> [Problem details]
Which lines of the data below contain the word "hand"? Report each of them in full.

=== Data shown ===

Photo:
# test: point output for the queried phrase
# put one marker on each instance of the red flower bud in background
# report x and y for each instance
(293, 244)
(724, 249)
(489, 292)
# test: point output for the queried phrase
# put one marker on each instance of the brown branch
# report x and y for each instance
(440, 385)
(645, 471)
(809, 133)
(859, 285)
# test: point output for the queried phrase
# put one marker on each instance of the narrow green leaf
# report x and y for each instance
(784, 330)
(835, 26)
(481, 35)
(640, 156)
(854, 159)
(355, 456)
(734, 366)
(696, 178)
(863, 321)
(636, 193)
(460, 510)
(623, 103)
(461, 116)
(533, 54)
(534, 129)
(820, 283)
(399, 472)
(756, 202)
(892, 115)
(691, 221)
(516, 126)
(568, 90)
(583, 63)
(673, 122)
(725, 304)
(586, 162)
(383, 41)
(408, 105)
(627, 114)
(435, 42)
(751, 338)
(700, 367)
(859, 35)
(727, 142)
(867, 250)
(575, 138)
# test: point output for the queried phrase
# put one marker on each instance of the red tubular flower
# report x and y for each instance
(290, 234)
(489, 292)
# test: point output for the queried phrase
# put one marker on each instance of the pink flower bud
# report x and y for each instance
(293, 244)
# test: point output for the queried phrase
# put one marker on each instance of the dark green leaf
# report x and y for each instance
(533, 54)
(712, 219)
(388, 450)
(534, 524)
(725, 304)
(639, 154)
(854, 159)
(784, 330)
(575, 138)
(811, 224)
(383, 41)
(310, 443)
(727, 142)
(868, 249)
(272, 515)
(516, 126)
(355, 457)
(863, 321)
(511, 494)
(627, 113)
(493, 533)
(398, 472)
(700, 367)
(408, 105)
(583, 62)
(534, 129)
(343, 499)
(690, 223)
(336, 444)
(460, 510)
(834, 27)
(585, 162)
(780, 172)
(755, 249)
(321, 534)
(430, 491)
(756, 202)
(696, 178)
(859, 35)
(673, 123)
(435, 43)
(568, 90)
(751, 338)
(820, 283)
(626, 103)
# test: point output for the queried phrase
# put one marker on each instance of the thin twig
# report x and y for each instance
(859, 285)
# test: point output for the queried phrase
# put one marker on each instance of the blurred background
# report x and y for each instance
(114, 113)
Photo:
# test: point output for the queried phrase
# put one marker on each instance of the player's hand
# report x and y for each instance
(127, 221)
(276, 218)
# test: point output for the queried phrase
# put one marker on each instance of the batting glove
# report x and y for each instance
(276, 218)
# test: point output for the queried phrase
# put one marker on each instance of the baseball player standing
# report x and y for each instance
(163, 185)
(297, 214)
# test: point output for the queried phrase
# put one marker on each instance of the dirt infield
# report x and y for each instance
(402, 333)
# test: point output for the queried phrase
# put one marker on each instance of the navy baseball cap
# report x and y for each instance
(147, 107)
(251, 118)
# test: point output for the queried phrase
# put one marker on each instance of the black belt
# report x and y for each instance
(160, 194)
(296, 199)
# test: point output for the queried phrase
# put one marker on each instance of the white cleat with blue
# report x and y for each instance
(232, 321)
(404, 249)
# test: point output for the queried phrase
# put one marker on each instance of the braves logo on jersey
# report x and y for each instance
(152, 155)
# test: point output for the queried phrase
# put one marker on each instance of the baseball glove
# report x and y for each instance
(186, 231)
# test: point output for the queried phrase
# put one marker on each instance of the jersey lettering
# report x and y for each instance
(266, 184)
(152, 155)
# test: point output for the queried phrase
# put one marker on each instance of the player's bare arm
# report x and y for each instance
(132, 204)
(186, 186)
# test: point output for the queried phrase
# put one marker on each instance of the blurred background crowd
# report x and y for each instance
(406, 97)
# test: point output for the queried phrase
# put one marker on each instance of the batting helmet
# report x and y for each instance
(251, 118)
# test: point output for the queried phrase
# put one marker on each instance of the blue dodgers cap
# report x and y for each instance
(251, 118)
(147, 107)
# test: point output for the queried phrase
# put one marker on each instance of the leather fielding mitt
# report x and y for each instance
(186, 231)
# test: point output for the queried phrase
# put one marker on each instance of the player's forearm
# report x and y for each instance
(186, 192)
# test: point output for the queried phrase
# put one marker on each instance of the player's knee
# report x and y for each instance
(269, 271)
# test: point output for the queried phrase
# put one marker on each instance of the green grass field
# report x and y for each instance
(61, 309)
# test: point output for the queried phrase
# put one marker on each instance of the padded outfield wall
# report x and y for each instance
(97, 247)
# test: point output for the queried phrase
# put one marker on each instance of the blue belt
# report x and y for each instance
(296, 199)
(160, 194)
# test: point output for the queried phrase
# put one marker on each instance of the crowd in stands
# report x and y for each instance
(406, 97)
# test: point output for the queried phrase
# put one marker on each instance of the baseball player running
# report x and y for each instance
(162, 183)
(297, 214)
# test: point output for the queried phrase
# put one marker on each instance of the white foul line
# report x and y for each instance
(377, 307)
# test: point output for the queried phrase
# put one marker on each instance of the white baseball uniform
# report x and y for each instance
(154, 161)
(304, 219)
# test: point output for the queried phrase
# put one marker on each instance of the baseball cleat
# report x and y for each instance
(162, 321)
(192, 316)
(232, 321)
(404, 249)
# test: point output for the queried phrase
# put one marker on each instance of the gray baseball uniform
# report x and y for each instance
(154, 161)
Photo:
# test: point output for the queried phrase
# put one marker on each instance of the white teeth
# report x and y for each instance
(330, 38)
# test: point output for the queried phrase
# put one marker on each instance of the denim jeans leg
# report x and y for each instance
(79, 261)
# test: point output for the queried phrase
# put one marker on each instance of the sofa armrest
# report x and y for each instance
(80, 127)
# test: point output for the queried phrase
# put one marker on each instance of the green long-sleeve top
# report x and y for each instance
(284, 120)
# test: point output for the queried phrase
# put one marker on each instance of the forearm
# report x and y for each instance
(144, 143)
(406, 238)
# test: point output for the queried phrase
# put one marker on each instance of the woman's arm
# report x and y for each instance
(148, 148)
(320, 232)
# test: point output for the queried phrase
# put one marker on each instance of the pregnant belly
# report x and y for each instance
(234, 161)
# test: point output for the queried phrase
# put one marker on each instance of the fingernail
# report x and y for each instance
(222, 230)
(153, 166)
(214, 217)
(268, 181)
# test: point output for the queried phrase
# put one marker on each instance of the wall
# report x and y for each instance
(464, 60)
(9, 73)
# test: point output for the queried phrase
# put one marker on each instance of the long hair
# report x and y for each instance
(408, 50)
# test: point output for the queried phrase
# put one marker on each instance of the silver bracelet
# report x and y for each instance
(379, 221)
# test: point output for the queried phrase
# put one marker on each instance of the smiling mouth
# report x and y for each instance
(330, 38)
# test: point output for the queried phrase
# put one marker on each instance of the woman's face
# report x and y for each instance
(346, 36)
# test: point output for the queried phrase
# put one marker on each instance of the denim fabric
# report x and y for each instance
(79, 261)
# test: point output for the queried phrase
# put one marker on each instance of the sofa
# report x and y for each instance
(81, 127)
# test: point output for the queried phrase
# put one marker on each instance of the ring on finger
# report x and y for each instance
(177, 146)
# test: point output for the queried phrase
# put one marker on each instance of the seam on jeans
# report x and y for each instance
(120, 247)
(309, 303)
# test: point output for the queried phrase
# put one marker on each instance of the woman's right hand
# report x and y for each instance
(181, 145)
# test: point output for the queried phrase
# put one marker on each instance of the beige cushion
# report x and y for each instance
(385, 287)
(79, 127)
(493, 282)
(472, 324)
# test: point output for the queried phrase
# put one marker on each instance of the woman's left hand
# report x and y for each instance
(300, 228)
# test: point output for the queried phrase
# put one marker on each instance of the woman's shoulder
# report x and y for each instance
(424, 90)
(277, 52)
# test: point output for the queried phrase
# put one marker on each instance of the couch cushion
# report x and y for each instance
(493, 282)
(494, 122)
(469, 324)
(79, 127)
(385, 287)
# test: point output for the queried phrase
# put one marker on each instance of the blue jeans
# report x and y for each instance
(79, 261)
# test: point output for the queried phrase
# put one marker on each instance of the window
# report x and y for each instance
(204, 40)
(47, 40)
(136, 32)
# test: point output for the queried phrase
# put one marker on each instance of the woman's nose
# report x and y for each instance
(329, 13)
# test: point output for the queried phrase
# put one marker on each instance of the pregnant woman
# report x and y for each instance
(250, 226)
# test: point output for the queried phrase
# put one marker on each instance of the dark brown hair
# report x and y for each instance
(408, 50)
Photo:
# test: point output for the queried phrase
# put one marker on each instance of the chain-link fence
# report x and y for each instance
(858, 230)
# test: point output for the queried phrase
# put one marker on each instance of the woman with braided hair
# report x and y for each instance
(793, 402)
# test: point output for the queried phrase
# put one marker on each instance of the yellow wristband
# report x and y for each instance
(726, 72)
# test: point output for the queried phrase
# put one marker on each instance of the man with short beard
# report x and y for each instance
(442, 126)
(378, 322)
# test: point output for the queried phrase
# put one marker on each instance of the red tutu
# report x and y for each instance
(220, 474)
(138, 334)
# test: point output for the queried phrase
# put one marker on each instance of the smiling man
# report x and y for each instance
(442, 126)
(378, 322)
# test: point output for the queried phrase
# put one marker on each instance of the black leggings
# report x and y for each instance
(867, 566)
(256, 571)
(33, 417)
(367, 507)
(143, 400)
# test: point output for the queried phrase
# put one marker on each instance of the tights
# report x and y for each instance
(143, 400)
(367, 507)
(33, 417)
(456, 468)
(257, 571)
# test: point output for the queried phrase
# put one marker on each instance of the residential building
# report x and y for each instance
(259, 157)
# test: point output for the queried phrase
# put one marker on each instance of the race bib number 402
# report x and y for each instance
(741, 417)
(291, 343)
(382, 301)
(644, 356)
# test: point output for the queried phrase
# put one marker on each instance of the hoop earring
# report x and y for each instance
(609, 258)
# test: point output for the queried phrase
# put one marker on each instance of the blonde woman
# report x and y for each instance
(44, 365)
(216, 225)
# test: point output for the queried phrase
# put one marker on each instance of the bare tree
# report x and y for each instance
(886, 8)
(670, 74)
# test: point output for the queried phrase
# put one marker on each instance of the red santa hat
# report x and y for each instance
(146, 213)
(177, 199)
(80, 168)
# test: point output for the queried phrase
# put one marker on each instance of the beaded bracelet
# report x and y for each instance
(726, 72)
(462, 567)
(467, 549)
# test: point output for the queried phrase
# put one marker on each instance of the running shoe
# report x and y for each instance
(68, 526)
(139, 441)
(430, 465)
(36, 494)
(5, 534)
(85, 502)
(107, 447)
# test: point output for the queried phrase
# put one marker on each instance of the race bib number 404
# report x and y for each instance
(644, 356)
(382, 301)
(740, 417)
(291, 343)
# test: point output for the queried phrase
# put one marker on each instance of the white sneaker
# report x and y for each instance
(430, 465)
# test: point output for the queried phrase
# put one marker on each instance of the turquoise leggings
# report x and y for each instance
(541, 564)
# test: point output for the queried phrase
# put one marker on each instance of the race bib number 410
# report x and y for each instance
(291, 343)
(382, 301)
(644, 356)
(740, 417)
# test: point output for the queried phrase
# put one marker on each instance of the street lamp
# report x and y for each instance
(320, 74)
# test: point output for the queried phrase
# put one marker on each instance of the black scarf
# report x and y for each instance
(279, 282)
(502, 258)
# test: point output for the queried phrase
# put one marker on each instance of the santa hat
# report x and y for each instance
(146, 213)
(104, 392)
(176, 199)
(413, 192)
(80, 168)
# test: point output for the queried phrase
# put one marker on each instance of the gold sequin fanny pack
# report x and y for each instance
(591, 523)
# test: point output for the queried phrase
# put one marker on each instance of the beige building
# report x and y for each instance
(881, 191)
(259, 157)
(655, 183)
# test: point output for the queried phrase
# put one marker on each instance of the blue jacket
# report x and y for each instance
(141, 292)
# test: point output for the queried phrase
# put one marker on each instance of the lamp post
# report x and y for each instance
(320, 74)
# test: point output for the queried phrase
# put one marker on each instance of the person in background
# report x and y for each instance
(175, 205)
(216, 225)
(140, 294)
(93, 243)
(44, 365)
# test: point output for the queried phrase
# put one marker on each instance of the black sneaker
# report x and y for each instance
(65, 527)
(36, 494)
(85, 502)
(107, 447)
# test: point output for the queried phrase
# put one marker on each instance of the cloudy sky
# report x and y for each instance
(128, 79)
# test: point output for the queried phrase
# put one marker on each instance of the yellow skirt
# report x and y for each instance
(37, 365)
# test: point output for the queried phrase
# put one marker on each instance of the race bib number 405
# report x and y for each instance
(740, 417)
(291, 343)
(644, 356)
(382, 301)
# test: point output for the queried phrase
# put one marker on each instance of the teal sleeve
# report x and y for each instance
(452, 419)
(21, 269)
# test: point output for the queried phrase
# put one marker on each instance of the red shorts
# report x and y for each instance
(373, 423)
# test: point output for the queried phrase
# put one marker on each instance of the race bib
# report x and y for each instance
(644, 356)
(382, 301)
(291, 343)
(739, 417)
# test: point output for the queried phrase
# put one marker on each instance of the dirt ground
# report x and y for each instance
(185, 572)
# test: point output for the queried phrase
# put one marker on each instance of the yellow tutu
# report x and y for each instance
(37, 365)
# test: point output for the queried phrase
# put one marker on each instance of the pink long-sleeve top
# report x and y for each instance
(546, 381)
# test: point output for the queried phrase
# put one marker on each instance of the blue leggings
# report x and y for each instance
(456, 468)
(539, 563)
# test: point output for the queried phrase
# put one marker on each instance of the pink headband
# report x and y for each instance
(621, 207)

===

> [Answer to the problem]
# put one marker on each instance of the player's hand
# put one marker on each instance of the woman's right hand
# put one marker on each instance of the woman's left hand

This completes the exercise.